**Task to carry out**
Starting at the line that contains "Whereabouts in this scan can the rusty anchor" and ending with the line that contains "[287,431,960,502]", rewrite these rows with "wire cable" changed to "steel cable" and everything else left the same.

--- Begin Provided material ---

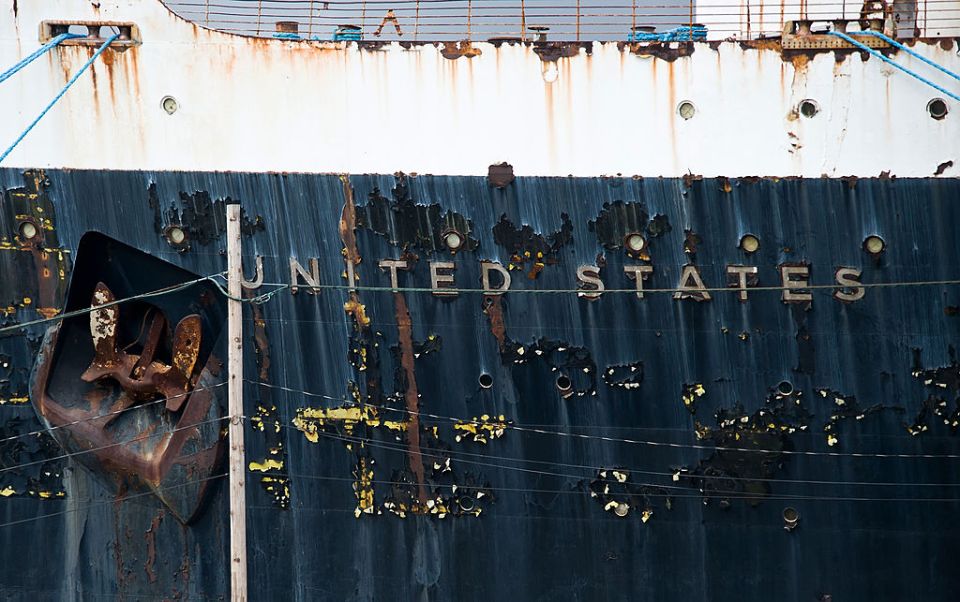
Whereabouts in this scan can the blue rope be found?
[827,31,960,102]
[0,33,83,84]
[859,30,960,81]
[0,33,120,163]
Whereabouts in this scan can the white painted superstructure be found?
[0,0,960,177]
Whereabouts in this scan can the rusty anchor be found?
[80,282,201,412]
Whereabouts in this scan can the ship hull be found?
[0,166,960,601]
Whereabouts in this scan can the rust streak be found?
[393,293,427,507]
[483,295,507,352]
[143,508,164,583]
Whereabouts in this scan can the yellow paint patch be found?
[250,458,283,472]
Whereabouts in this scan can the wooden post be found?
[227,201,247,602]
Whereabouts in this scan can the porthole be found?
[740,234,760,254]
[863,234,887,255]
[927,98,949,121]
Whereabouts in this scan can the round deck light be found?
[164,226,187,247]
[783,506,800,531]
[863,234,887,255]
[18,221,40,242]
[740,234,760,253]
[160,96,180,115]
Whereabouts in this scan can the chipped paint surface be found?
[0,166,960,602]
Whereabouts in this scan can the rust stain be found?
[143,508,164,583]
[483,295,507,352]
[393,293,428,508]
[340,175,361,266]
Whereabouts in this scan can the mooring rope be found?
[0,33,84,84]
[827,31,960,102]
[0,33,120,163]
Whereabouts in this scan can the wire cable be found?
[253,379,960,460]
[0,416,231,474]
[0,381,227,443]
[0,473,227,529]
[287,431,960,502]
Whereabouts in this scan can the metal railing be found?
[165,0,960,41]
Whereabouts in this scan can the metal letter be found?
[833,268,867,303]
[577,265,603,301]
[623,265,653,299]
[780,265,813,303]
[377,259,410,291]
[430,261,459,297]
[480,261,510,295]
[290,257,320,295]
[673,265,711,301]
[727,265,757,301]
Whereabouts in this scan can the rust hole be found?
[740,234,760,253]
[17,220,40,242]
[797,98,820,119]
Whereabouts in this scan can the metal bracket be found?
[40,20,143,48]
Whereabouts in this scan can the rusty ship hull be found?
[0,0,960,602]
[0,169,960,600]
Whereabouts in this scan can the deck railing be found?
[166,0,960,41]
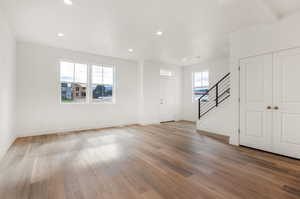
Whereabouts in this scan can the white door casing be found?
[159,77,176,122]
[273,49,300,158]
[240,54,273,151]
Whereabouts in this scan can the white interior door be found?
[160,77,176,122]
[240,55,273,151]
[273,49,300,158]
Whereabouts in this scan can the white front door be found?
[240,55,273,151]
[273,49,300,158]
[160,77,176,122]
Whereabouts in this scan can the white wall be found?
[17,42,138,136]
[230,13,300,144]
[140,61,182,124]
[17,42,182,136]
[183,58,229,121]
[0,11,16,159]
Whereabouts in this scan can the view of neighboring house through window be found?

--- End Provided material ---

**Written response**
Whereabouts in this scan can the rusty anchor be found?
[80,282,201,412]
Whereabouts in this scan can the ship hull be found?
[0,166,960,601]
Whereabouts in this scan can the rust streak be found?
[393,293,427,507]
[483,295,507,352]
[143,508,164,583]
Whereabouts in this scan can the yellow paint patch be found?
[250,458,283,472]
Whereabouts in this scan can the wooden post be found?
[227,201,247,602]
Whereabouts in this scan can the porthole be found?
[740,234,760,254]
[863,234,887,255]
[927,98,949,121]
Whereabouts in this scan can the round deck light be found?
[164,226,187,247]
[783,506,800,531]
[863,234,887,255]
[18,221,40,242]
[740,234,760,253]
[160,96,180,115]
Whereabouts in this scan can the chipped paint surface be found?
[0,166,960,602]
Whereabouts in this scan can the rust stain be found?
[143,508,164,583]
[483,295,507,352]
[393,293,428,508]
[340,175,361,266]
Whereabouts in this scan can the mooring rope be found?
[0,33,84,84]
[827,31,960,102]
[0,33,120,163]
Whereabouts in this scan can the steel cable be found?
[253,379,960,460]
[0,416,231,474]
[0,381,227,443]
[0,473,227,529]
[287,431,960,502]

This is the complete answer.